◆ **DATA SECTION**
▼

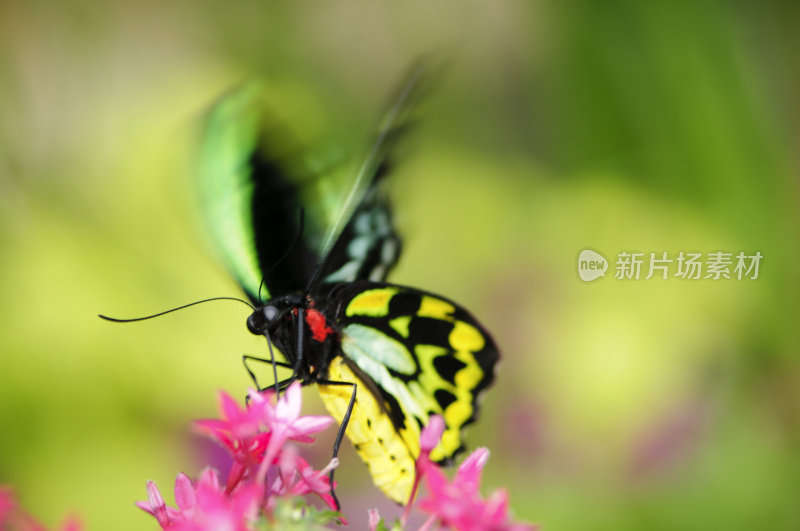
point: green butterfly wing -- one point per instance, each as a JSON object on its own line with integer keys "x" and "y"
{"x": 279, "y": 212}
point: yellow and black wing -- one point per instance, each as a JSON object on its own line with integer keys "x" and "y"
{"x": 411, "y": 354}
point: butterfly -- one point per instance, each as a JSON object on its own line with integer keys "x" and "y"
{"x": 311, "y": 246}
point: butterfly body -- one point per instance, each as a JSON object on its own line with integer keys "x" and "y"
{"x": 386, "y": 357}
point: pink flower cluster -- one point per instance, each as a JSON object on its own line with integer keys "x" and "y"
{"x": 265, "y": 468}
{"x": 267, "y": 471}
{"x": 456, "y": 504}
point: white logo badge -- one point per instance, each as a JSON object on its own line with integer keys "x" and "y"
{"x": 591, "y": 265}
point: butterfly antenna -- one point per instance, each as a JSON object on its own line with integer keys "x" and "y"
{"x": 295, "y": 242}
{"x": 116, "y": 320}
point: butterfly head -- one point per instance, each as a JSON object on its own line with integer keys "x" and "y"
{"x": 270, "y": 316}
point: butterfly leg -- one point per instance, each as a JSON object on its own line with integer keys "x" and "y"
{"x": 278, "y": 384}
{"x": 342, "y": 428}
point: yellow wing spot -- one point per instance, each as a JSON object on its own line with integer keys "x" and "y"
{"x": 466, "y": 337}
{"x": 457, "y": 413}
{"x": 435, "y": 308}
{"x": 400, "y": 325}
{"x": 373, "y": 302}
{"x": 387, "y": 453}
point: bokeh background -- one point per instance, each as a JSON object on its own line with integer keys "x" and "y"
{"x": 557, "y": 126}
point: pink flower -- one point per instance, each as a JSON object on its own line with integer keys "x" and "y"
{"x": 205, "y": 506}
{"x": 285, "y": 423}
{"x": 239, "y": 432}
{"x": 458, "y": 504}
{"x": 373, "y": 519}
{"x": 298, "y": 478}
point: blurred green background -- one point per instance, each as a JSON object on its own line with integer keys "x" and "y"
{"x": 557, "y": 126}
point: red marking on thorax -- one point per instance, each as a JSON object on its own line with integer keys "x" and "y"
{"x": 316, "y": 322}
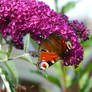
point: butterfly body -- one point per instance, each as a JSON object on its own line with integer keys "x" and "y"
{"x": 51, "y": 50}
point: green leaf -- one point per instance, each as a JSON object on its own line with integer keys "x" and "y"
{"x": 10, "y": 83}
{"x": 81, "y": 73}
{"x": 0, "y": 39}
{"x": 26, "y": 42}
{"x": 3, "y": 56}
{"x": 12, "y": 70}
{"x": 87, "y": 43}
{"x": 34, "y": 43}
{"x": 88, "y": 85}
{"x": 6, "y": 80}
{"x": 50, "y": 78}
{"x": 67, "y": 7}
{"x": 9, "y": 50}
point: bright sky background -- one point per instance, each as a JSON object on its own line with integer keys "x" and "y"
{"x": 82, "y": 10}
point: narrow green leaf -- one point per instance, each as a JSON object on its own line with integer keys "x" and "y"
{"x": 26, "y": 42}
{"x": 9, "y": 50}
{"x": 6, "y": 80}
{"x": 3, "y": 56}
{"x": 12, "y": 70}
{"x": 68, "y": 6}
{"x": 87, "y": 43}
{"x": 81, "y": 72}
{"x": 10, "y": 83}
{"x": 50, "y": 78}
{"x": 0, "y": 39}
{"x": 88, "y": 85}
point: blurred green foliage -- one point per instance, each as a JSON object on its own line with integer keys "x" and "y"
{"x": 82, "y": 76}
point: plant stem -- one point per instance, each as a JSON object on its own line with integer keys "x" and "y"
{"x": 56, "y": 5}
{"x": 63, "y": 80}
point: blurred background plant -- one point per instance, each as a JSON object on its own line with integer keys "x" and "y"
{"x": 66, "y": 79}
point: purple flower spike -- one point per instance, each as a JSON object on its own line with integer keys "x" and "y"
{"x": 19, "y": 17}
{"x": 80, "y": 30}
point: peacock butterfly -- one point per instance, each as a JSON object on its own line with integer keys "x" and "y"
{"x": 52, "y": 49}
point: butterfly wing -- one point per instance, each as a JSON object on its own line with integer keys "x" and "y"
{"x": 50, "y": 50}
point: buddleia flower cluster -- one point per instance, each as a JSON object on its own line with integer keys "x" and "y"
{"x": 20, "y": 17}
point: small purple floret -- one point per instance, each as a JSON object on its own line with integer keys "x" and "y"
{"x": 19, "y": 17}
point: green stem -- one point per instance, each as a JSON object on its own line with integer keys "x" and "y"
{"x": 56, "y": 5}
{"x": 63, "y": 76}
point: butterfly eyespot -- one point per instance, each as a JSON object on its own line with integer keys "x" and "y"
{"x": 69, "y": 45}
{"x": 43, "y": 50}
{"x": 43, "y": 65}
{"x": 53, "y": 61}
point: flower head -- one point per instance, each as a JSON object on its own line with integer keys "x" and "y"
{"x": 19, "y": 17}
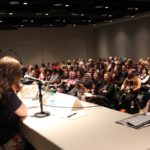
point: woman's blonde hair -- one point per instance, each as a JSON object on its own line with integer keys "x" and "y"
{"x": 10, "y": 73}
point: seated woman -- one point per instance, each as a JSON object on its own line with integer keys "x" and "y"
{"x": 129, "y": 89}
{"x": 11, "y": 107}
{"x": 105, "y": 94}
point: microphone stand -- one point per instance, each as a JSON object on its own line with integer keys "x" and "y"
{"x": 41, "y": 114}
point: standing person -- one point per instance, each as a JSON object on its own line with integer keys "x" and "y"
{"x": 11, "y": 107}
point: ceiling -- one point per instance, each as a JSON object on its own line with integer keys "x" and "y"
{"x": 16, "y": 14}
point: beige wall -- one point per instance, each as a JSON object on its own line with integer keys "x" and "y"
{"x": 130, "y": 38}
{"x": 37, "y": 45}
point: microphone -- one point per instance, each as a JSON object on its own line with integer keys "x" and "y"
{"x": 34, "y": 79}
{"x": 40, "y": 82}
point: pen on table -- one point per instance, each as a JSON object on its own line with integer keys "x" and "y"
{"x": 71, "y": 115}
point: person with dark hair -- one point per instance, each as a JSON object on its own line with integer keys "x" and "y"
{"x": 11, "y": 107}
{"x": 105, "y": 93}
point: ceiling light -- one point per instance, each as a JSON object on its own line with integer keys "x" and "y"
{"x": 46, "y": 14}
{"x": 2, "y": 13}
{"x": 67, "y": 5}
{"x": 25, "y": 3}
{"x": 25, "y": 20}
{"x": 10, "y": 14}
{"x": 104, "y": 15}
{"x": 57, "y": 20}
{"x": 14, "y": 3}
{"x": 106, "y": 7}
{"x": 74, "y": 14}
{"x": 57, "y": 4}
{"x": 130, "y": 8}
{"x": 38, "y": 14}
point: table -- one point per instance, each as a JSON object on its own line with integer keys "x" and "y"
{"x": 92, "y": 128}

▲
▼

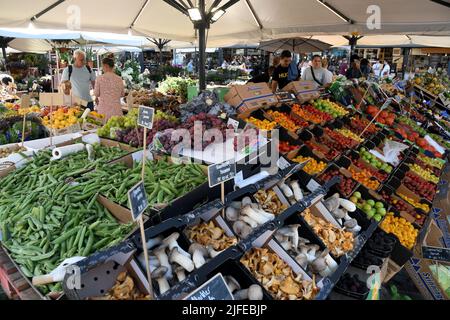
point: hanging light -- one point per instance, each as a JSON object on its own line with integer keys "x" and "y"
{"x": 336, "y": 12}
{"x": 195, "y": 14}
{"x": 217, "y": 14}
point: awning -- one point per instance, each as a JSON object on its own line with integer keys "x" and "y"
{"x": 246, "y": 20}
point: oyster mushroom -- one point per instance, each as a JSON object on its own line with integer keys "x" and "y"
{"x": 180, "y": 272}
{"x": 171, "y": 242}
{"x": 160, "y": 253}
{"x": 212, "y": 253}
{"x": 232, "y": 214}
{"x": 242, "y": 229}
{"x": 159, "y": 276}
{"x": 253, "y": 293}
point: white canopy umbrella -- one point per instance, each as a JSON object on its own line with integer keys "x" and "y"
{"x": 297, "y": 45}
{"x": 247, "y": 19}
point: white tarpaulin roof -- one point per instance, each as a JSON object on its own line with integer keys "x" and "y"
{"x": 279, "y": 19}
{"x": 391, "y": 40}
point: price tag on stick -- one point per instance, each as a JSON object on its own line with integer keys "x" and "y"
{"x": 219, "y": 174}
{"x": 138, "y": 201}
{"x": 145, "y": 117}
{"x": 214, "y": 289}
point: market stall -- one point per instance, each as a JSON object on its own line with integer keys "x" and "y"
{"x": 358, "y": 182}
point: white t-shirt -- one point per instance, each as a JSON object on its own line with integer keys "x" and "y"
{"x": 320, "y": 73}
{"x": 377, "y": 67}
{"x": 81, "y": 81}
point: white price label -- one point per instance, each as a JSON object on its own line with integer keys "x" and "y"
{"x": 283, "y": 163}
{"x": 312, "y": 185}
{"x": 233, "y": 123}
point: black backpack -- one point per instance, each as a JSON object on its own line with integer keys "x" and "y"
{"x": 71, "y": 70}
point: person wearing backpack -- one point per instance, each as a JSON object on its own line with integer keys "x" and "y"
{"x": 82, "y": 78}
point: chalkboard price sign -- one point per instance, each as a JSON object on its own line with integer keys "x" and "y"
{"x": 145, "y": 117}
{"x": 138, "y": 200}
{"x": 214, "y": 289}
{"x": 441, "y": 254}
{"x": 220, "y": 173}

▲

◆ **DIRECTION**
Pick out every line in the rows above that contains the string "flower", matching case exactly, and copy each of those lines.

◆ **THE OUTPUT**
point: pink flower cluster -- one point per instance, each as a JSON object on its own line with integer keys "x" and "y"
point: pink flower -- one point per instance, each as a JSON object on its own line with integer keys "x" and "y"
point: purple flower spike -- one point per instance, each as a JSON object on its own line with integer keys "x" and "y"
point: buddleia flower cluster -- one point per instance, each as a JSON object on its own line with integer keys "x" and "y"
point: flower head -- one point per instance, each as a JSON object on its own line with integer keys "x" and "y"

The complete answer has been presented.